[start of Supplied data]

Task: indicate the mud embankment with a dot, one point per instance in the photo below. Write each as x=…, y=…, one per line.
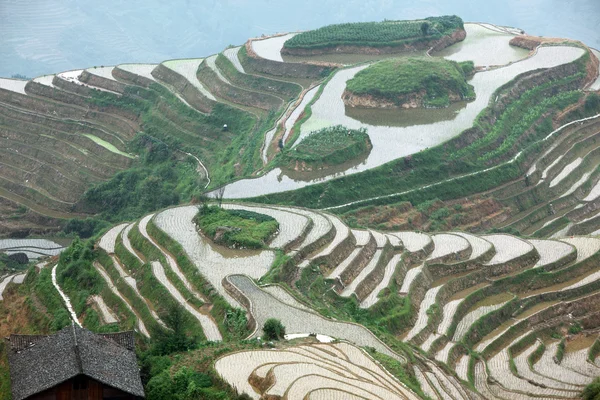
x=313, y=70
x=408, y=46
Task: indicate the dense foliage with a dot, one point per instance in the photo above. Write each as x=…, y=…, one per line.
x=393, y=80
x=386, y=33
x=236, y=228
x=160, y=181
x=330, y=146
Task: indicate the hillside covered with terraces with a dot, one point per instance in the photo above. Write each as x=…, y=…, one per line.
x=445, y=253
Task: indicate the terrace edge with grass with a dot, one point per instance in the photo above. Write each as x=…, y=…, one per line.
x=410, y=83
x=236, y=229
x=325, y=148
x=387, y=36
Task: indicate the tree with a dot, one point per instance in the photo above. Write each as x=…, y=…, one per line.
x=219, y=194
x=592, y=391
x=174, y=339
x=273, y=329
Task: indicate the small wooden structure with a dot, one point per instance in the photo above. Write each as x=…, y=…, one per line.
x=74, y=364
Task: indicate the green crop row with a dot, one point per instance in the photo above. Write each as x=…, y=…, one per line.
x=282, y=89
x=386, y=33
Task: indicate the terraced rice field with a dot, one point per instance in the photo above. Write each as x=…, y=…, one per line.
x=64, y=297
x=316, y=371
x=485, y=46
x=33, y=248
x=413, y=241
x=209, y=327
x=350, y=289
x=551, y=251
x=329, y=110
x=142, y=226
x=390, y=268
x=566, y=171
x=298, y=110
x=187, y=68
x=231, y=55
x=447, y=244
x=210, y=61
x=212, y=262
x=106, y=313
x=291, y=225
x=464, y=299
x=265, y=306
x=144, y=70
x=507, y=248
x=270, y=48
x=104, y=72
x=140, y=323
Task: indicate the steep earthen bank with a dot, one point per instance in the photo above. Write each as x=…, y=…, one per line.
x=409, y=100
x=306, y=70
x=532, y=42
x=402, y=47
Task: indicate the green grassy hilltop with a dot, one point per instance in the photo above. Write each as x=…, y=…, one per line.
x=376, y=34
x=431, y=82
x=327, y=147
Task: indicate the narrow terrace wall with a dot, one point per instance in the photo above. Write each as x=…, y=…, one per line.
x=132, y=78
x=243, y=300
x=190, y=93
x=101, y=82
x=68, y=104
x=260, y=65
x=376, y=276
x=439, y=270
x=407, y=46
x=360, y=262
x=234, y=94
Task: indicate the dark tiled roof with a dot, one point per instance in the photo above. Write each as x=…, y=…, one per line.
x=50, y=360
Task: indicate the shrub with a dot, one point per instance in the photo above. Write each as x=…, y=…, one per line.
x=592, y=391
x=273, y=329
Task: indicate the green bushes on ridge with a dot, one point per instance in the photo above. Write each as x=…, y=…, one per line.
x=236, y=228
x=376, y=34
x=400, y=80
x=329, y=146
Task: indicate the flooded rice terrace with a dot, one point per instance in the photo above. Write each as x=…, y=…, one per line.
x=398, y=133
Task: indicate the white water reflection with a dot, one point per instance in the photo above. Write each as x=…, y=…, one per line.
x=484, y=47
x=390, y=143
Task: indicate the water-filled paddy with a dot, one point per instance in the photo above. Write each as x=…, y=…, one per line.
x=392, y=142
x=485, y=47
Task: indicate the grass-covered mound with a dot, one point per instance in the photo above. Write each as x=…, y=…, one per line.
x=410, y=83
x=375, y=34
x=236, y=228
x=327, y=147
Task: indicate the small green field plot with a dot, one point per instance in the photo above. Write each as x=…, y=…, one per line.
x=237, y=228
x=107, y=145
x=375, y=34
x=422, y=81
x=329, y=146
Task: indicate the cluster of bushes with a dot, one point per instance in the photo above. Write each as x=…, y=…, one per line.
x=236, y=228
x=329, y=146
x=395, y=80
x=386, y=33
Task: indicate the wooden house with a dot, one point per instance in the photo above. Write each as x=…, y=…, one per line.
x=74, y=364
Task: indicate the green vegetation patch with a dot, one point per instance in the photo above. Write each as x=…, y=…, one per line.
x=236, y=228
x=376, y=34
x=436, y=80
x=329, y=146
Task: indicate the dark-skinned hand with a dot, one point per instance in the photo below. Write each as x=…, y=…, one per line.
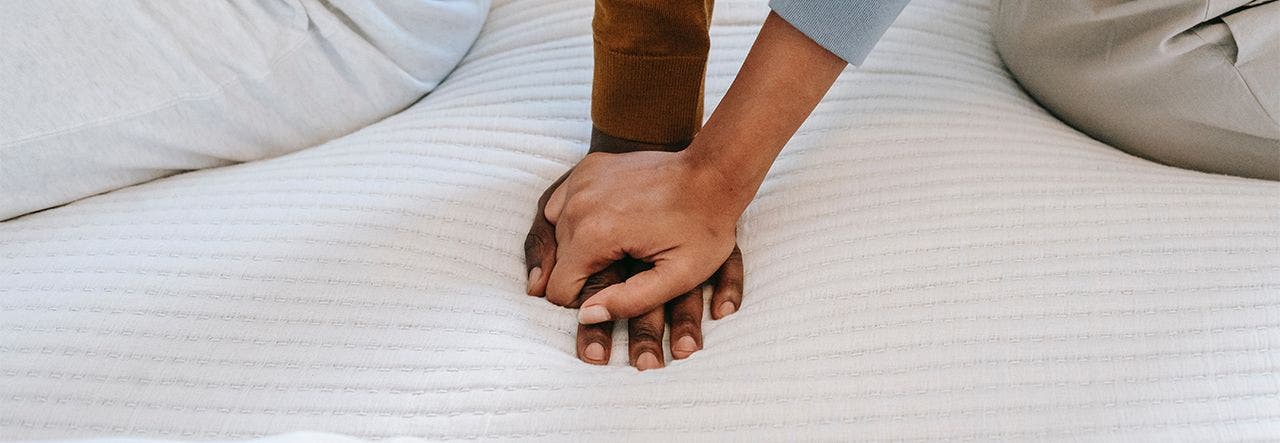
x=684, y=314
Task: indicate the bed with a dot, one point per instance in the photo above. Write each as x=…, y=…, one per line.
x=933, y=256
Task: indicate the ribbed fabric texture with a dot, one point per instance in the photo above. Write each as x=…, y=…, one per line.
x=848, y=28
x=933, y=256
x=650, y=62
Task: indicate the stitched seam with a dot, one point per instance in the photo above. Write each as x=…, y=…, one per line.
x=1275, y=122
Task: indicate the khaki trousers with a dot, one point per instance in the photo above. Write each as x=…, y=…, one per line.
x=1189, y=83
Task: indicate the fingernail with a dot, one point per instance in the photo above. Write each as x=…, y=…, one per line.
x=593, y=315
x=648, y=361
x=725, y=309
x=534, y=274
x=684, y=347
x=594, y=351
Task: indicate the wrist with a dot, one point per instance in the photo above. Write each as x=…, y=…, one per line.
x=606, y=142
x=723, y=179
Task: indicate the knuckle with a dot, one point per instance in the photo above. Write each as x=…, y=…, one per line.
x=534, y=245
x=645, y=332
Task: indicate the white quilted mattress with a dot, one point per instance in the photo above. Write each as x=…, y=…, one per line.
x=932, y=256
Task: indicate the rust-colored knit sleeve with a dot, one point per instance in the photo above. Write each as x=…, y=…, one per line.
x=650, y=60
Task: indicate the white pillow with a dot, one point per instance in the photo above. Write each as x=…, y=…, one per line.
x=113, y=94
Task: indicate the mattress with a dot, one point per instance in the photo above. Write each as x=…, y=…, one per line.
x=933, y=256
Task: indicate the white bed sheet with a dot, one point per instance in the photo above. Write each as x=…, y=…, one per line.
x=933, y=256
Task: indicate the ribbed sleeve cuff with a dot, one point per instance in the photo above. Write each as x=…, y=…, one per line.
x=848, y=28
x=652, y=99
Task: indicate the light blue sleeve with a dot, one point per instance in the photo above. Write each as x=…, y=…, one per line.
x=848, y=28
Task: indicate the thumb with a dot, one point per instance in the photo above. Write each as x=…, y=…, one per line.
x=641, y=293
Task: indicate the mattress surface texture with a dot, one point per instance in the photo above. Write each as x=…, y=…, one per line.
x=933, y=256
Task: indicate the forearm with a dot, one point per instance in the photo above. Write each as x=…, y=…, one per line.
x=781, y=82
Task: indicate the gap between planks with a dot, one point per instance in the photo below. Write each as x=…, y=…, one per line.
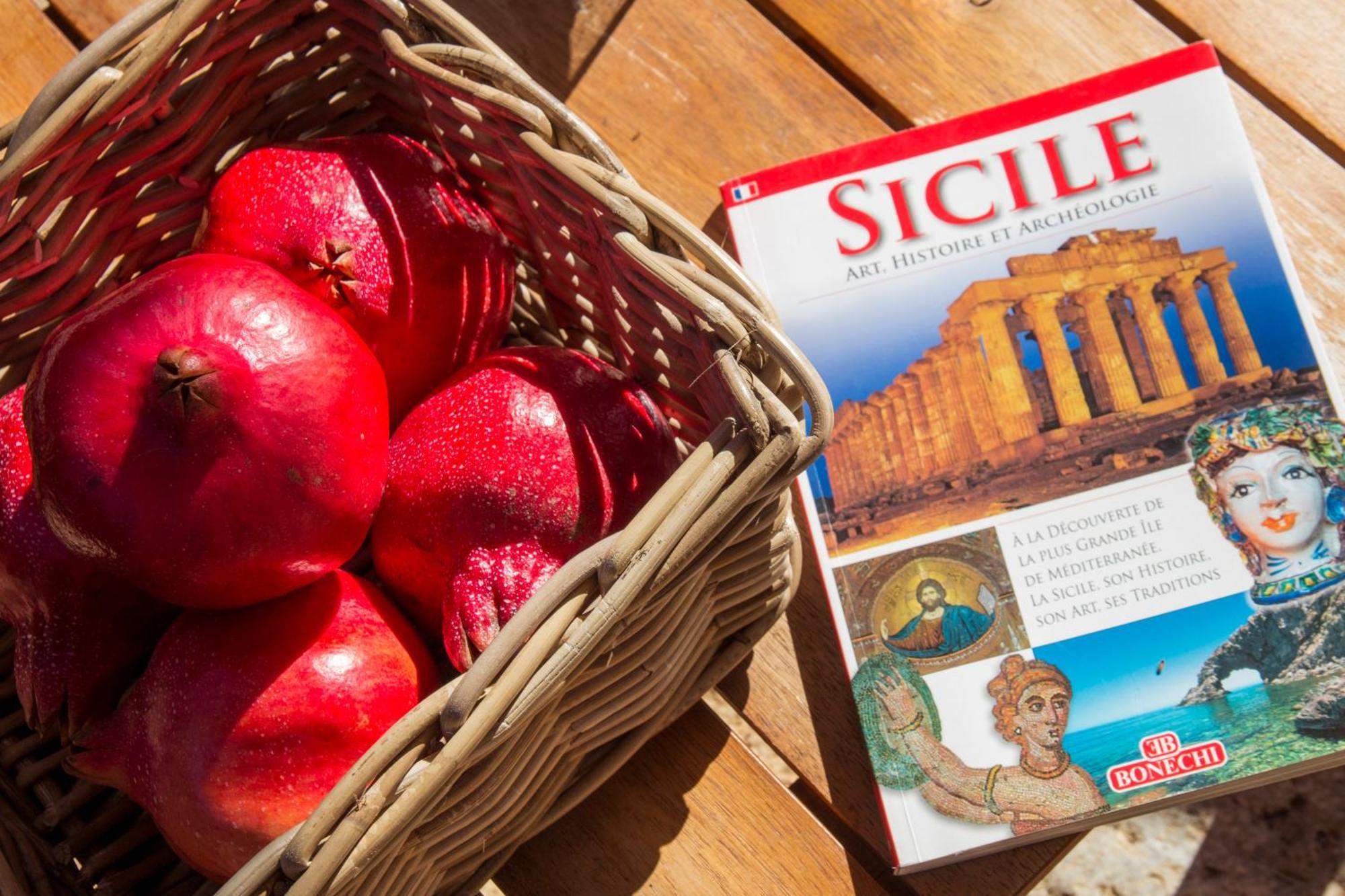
x=895, y=119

[end of Supplied data]

Reproduce every entry above verbatim, line for line, leaving out the images.

Task: indicate the mud embankment with a dot, one point per instance in the photo below. Write each as x=…, y=…, one per line.
x=313, y=70
x=408, y=46
Task: indicate the dense foliage with a dot, one point per instance in the photo above. Write each as x=…, y=…, one per line.
x=393, y=80
x=386, y=33
x=236, y=228
x=160, y=181
x=330, y=146
Task: indicate the hillside covered with terraces with a dot, one point per instance in the photo above. Write each as x=…, y=…, one per line.
x=445, y=253
Task: indicate the terrace edge with grass with a dot, one point per instance in the photo above. Write each as x=…, y=…, one per line.
x=410, y=83
x=236, y=229
x=325, y=148
x=387, y=36
Task: indicate the tree with a dot, one point per instance in the photo above. Write each as x=…, y=…, one per line.
x=219, y=194
x=592, y=391
x=174, y=339
x=273, y=329
Task: indicate the small wooden structure with a dot, one point per instance in the photo above. Write each as x=…, y=…, one per line.
x=74, y=364
Task: indicate the green crop row with a dot, one point per instance in the photo above. Write each as x=…, y=…, one per line.
x=282, y=89
x=386, y=33
Task: indicate the terraced rice field with a dot, one point per instance in the photo above. Write each as x=…, y=…, one per line.
x=64, y=297
x=316, y=371
x=485, y=46
x=33, y=248
x=413, y=241
x=209, y=327
x=350, y=289
x=551, y=251
x=329, y=110
x=142, y=226
x=390, y=268
x=566, y=171
x=298, y=110
x=187, y=68
x=231, y=55
x=447, y=244
x=210, y=61
x=212, y=262
x=106, y=313
x=291, y=225
x=464, y=299
x=265, y=306
x=144, y=70
x=507, y=248
x=270, y=48
x=104, y=72
x=140, y=323
Task: indicate the steep earthen bank with a dot, one point per instance in the photo above. Write each as x=…, y=…, one per line.
x=409, y=100
x=306, y=70
x=532, y=42
x=402, y=47
Task: indicate the green grassy hilltop with a dot, one point per instance in the photo above. Write each as x=…, y=…, one per line.
x=376, y=34
x=431, y=82
x=327, y=147
Task: indicate the narrow terrace wall with a dot, one point per instance in the photo above. Write each as x=…, y=…, one per line.
x=132, y=78
x=243, y=300
x=190, y=93
x=101, y=82
x=68, y=104
x=260, y=65
x=376, y=276
x=439, y=270
x=407, y=46
x=360, y=262
x=234, y=94
Task: indicate the dark tiled roof with a dot, one point per instance in the photo above. Write each as x=…, y=…, one per line.
x=50, y=360
Task: indicate the shrub with a dot, one point per instance in the photo above. Write each as x=…, y=…, one per line.
x=592, y=391
x=273, y=329
Task: indicate the green bushes on ridge with a dot, one point per instance in the photo above. Write each as x=…, y=…, one per line.
x=236, y=228
x=376, y=34
x=400, y=80
x=329, y=146
Task: indicate the flooded rice terrace with a dot, one point per instance in the photo above. Write each as x=…, y=…, one per line.
x=398, y=133
Task: indicate the white water reflection with a dot, one point per instance in the photo above. Write each as x=…, y=…, one per line.
x=484, y=47
x=390, y=143
Task: indicate the water-filled paddy with a dot, one point per instance in the photo above. Write each as x=…, y=…, one per line.
x=392, y=142
x=485, y=47
Task: indicate the grass-covered mound with a dot, one point per instance in the photo above. Write each as x=…, y=…, one per line.
x=410, y=83
x=375, y=34
x=236, y=228
x=327, y=147
Task: indicate the small green field plot with a dot, one point per instance in the photo above. Write each as x=…, y=…, one per line.
x=237, y=228
x=107, y=145
x=375, y=34
x=422, y=81
x=329, y=146
Task: indicate the cluster of bushes with a dot, one point per instance in the photo above. Write each as x=…, y=…, one per line.
x=236, y=228
x=329, y=146
x=395, y=80
x=386, y=33
Task: indicate the wooden house with a dot, one point per instance in the photo above. Write each as x=…, y=…, one per line.
x=74, y=364
Task: indicate the green vegetation patch with a dot, one point per instance in the photo above. Write each as x=…, y=…, one per line.
x=236, y=228
x=376, y=34
x=436, y=80
x=329, y=146
Task: indicate the dark-skinned hand with a dot, one point per instance in the photo below. Write each as x=…, y=…, one per line.
x=684, y=314
Task: indicate the bed with a dot, one point per instance in the photo above. Write each as x=…, y=…, one per line.
x=933, y=256
Task: indicate the ribbed fabric texture with a dot, one point per instance in the photo above. Write each as x=…, y=…, one per line.
x=848, y=28
x=933, y=256
x=650, y=62
Task: indicate the stitched seam with a dot, one point per instance in the photo above. Write each as x=…, y=…, one per line.
x=1275, y=122
Task: indicate the khaki trousers with a dot, one point per instance in the photo above. Write each as x=…, y=…, one per line.
x=1189, y=83
Task: indicate the fingernail with a dot, one point per instance in the photo above. Write each as x=…, y=…, one per line.
x=593, y=315
x=648, y=361
x=725, y=309
x=534, y=274
x=684, y=347
x=594, y=351
Task: indicate the wrist with a dot, one point per instance in the photo above. Write each as x=…, y=…, one per line.
x=606, y=142
x=723, y=179
Task: indicate the knuckle with a dot, one point per instance in the photo above. Write each as x=…, y=…, one per line.
x=534, y=245
x=645, y=332
Task: indicate the white quilted mattress with a dot, one point per instance in the photo above. Write each as x=…, y=…, one per line.
x=932, y=256
Task: indicate the rust-colored knit sleeve with a dot, one point per instance in the photo above. Write each as x=…, y=…, one per line.
x=650, y=60
Task: indicate the white pillow with a dot, one point per instance in the photo above. Write each as x=…, y=…, one per line.
x=113, y=94
Task: indicate the mattress with a dot, one point per instance in the photo above. Write each as x=…, y=…, one per line.
x=933, y=256
Task: indicate the white bed sheet with a dot, one point per instance in the photo above. Write each as x=…, y=…, one per line.
x=933, y=256
Task: indicate the ribbed sleeve cuff with a dot, one point per instance in the photo above. Write each as x=…, y=…, one per line.
x=848, y=28
x=652, y=99
Task: indicate the light blue sleeve with a dot, one point per instance in the photo above. Write each as x=…, y=…, one per line.
x=848, y=28
Task: indicate the thumb with a dot, one point per instance in the photo above. Write each as x=…, y=…, one per line.
x=641, y=293
Task: indicate the mattress surface texture with a dot, one point per instance in the photo above. Write each as x=…, y=…, one per line.
x=933, y=256
Task: indicate the forearm with a dot, one point per instance in the photo above. Write each as x=…, y=…, one per line.
x=781, y=82
Task: indicate the gap between planks with a dot, one point per instance in the photo below. Write each as x=…, y=…, one per line.
x=895, y=119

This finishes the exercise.